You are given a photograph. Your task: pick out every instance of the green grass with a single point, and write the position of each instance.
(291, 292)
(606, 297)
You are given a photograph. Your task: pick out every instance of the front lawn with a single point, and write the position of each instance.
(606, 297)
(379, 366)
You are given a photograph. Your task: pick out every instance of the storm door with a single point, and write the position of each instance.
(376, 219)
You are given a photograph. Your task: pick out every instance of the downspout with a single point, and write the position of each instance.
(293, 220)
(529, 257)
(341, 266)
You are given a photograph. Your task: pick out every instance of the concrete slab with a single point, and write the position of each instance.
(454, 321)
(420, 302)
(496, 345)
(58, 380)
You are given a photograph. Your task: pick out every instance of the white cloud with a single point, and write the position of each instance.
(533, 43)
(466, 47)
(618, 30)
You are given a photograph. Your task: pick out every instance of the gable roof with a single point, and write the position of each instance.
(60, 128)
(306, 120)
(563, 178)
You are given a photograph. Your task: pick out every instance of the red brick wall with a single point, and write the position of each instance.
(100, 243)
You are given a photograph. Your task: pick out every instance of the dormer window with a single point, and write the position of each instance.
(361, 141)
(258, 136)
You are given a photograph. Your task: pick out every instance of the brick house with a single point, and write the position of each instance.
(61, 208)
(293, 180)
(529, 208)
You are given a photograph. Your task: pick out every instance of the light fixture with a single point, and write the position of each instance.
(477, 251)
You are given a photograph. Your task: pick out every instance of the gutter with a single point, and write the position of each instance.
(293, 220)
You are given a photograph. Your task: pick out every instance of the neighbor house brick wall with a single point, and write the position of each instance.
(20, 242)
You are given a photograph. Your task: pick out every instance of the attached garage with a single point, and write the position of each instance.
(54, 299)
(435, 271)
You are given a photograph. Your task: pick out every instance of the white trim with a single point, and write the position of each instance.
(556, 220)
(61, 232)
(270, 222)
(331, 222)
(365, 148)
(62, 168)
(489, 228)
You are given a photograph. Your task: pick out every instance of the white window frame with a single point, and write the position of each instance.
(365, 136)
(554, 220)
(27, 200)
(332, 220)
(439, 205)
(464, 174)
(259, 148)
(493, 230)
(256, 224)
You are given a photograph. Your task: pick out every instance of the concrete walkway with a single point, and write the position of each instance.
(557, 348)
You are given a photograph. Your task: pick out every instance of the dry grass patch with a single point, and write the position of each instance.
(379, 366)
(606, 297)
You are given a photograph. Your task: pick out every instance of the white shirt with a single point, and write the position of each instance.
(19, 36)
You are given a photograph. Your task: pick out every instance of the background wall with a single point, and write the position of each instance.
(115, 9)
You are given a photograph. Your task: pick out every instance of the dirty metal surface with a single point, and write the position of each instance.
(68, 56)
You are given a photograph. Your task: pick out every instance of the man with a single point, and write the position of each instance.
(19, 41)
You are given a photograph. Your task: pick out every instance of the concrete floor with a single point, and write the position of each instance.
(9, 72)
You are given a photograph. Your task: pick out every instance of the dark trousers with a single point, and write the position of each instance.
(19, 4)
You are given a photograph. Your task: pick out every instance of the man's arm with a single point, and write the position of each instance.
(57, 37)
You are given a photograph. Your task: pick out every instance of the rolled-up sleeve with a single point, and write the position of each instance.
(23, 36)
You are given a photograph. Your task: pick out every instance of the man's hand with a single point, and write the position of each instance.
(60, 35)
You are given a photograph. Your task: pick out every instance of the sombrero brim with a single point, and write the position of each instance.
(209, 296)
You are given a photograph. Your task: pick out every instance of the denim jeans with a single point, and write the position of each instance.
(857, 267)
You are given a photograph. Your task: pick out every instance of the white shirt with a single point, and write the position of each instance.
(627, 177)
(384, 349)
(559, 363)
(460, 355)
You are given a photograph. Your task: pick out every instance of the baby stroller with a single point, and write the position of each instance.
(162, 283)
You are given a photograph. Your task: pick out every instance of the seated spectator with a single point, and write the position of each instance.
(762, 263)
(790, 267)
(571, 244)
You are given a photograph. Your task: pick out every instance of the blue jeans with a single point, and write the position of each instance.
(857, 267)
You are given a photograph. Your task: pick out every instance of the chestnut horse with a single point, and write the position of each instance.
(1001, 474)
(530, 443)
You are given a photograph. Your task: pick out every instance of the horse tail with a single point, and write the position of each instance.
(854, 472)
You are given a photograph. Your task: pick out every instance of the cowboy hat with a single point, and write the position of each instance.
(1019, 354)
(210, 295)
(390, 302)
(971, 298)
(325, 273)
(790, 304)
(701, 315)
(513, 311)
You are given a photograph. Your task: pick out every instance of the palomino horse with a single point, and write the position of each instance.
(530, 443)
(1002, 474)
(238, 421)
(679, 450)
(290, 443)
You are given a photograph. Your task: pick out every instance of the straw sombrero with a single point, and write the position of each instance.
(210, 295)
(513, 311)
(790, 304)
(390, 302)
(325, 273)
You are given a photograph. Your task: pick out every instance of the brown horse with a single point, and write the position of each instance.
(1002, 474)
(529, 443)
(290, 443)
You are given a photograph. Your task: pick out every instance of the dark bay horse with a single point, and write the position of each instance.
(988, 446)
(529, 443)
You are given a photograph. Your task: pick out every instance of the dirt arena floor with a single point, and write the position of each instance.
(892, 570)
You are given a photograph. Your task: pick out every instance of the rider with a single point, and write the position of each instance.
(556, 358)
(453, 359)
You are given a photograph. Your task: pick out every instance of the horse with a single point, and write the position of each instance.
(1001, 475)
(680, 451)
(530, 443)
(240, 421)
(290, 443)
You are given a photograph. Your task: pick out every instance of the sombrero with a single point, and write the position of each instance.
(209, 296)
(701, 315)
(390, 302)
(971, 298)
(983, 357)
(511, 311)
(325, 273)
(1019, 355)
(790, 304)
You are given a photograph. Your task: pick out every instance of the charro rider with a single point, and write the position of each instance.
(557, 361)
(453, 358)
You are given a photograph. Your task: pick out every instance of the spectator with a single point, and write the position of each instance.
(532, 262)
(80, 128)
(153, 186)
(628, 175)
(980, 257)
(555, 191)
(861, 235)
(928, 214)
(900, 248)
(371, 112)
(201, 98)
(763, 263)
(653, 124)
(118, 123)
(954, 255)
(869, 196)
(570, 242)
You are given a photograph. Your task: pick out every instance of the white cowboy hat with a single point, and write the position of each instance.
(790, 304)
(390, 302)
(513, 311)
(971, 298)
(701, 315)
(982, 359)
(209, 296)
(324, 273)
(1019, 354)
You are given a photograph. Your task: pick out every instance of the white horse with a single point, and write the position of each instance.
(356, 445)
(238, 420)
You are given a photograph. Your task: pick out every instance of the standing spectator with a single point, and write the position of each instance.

★ ★ ★ ★

Set down the material above again, word for word.

* Solution to the exercise:
You are given a photograph. Your task: pick out every instance of the green grass with a single point, and write the position of each instance.
(291, 292)
(606, 297)
You are given a photograph. Your task: pick out every instance of the front lawn with a single point, and write the position of each instance.
(606, 297)
(379, 366)
You are given a photograph. Your task: pick out every instance of the storm door with a single point, and write the position of each instance.
(376, 219)
You are given a photograph. Your task: pick out every instance of the downspout with a single point, and write the position of each instance.
(293, 220)
(529, 257)
(341, 266)
You are given a photograph. Your task: pick out every instance of the concrete slab with a single point, and write the position of each instance.
(454, 321)
(420, 302)
(496, 345)
(58, 380)
You are given a photograph. Your task: pick out every instance of the white cloud with a single point, and write the position of each instance.
(533, 43)
(466, 47)
(618, 30)
You are given a photograph. Your task: pick out every instance of the gable roof with a single point, and write the position of each instance.
(60, 128)
(306, 120)
(563, 178)
You are given a photograph. Your task: pick out every instance of the red brick wall with a single point, and write the position of each instance.
(100, 243)
You are given a photograph. Your task: pick out every instance of the dormer window with a single point, and write the position of each instance.
(361, 141)
(258, 136)
You are given a photograph. Your task: pick out every instance of the brick house with a single point, and write the position of each instance.
(61, 208)
(293, 180)
(529, 208)
You are given a photograph. Your task: pick out every instance of the light fixture with a single point, and write the position of each instance.
(477, 251)
You are given a photograph. Your task: pick out every instance of the gutter with a single point, and write the position of each instance.
(293, 220)
You are given a photograph. Your task: pick out every instance of the neighbor house brick wall with a single point, and write the position of each instance.
(20, 242)
You are given a photograph. Your task: pick out every instance of the attached garage with a single point, and write the position of each instance.
(54, 299)
(435, 271)
You are given a photograph. Your task: pick out every instance of the white trim with a single point, and write the position of each instance.
(556, 220)
(61, 232)
(270, 222)
(331, 222)
(365, 148)
(62, 168)
(489, 228)
You are given a photograph. Your task: pick out every instance of the white window frame with a single point, and write the position of each instance.
(365, 136)
(554, 220)
(27, 200)
(332, 220)
(439, 205)
(464, 174)
(259, 148)
(493, 230)
(256, 224)
You are given a photograph. Your task: pick out every instance of the concrete walkway with a single point, and write the position of each instance.
(557, 348)
You are given a photograph. Your task: pick out every instance of the dry grass patch with a single point, and write the position of each instance.
(379, 366)
(606, 297)
You are given a photograph. Your task: pick out every instance of the white shirt with a single point, and write the position of each instance.
(19, 36)
You are given a photograph. Your task: pick out every instance of the background wall with a single point, and write the position of each instance.
(115, 9)
You are given a photograph. Your task: pick out every instance of the dirty metal surface with a single point, and write the position of each instance.
(68, 56)
You are given a photograph. Your task: pick out every instance of the man with a single point, and write the position of each instance.
(19, 41)
You are given a photograph. Your task: pick out every instance of the concrete floor with a single point, and write the position of each instance.
(9, 72)
You are given a photograph. Your task: pick out every instance of the dark trousers with a single point, and write the position of each instance.
(19, 4)
You are given a photograph. Your task: pick out every instance of the man's arm with a single point, and write the position of each instance.
(57, 37)
You are given a photograph. Your task: pick out every instance of the rolled-up sleeve with a single point, and write the position of each instance.
(23, 36)
You are given a photograph. Your task: pick out every instance of the man's hand with a single point, and write the position of each instance.
(60, 35)
You are given a photograph. Your task: pick out every instance of the sombrero brim with a single point, and write the position of each instance.
(209, 296)
You are given a photograph. Your task: pick out every instance of the denim jeans with a single point, and write the position of each instance.
(857, 267)
You are given a photograph. Your task: pick out every instance of the white shirt with a single point, and write the position of each instance.
(627, 177)
(384, 349)
(559, 363)
(460, 355)
You are given a photograph. Your task: pick out every instance of the baby stroller with a single point, and write the position of each instance.
(162, 283)
You are given a photograph. Your task: pick out every instance of the seated spectator with a single point, and write the position of each instance.
(762, 263)
(790, 267)
(571, 244)
You are given a photograph. Your task: pick out every instance of the blue jeans with a single point, and write the position of each instance.
(857, 267)
You are given a photograph. Your task: pick out every instance of the chestnut horse with a single point, and write the position of each instance.
(1001, 474)
(530, 443)
You are given a photograph. Your task: pick out every instance of the horse tail with a single point, and write the position of each instance.
(854, 472)
You are given a photograph. Your task: pick out every instance of the cowboy hat with a single point, and write the position of each instance.
(1019, 354)
(210, 295)
(390, 302)
(971, 298)
(325, 273)
(790, 304)
(701, 315)
(513, 311)
You are given a photograph. Your task: pick out every instance of the palomino horse with a single point, and write the position of each instance.
(530, 443)
(1002, 474)
(238, 421)
(679, 450)
(290, 443)
You are given a photograph. Your task: pick out every instance of the straw sombrero with a single point, and write the position of each instance.
(210, 295)
(513, 311)
(790, 304)
(390, 302)
(325, 273)
You are given a photograph. Your task: pick out every instance of the brown horse with a single point, and write the position of each instance.
(1002, 474)
(529, 443)
(290, 443)
You are given a photograph. Your task: pick out every instance of the dark bay horse with a single point, and write the position of each instance.
(988, 446)
(529, 443)
You are given a photograph. Your task: pick out every instance of the dirt arena floor with a single point, and write the position of each instance.
(892, 570)
You are given a photograph. Your task: pick out every instance of the rider with a single point, and write the position of each instance.
(556, 358)
(453, 359)
You are given a photograph. Your task: pick out every instance of the horse with a single point, and write the position of each instance.
(1001, 475)
(680, 451)
(530, 443)
(240, 421)
(290, 443)
You are given a photograph. Your task: pick out every instance of the sombrero with a single point, and write the position of each instance.
(209, 296)
(701, 315)
(390, 302)
(971, 298)
(983, 357)
(511, 311)
(325, 273)
(1019, 355)
(790, 304)
You are given a photograph. Your task: pick out every instance of the charro rider with a single point, and write the position of each instance.
(557, 361)
(453, 358)
You are given a photograph. Your task: pick out every instance of the spectator with a single point, and write the position of each instance.
(532, 262)
(80, 128)
(153, 186)
(628, 175)
(980, 257)
(555, 191)
(861, 235)
(928, 214)
(900, 248)
(371, 112)
(201, 98)
(763, 263)
(653, 124)
(118, 123)
(954, 255)
(869, 196)
(570, 242)
You are given a photograph. Your task: pick out every instance of the white cowboy hat with a single point, and write the position of each instance.
(790, 304)
(390, 302)
(513, 311)
(971, 298)
(701, 315)
(982, 359)
(209, 296)
(324, 273)
(1019, 354)
You are given a photograph. Your task: pick out every instance of the white horse with a single point, and write the position of each instance.
(356, 445)
(238, 420)
You are given a photograph. Your task: pick out every instance of the standing spectator with a single point, and write the position of each instance.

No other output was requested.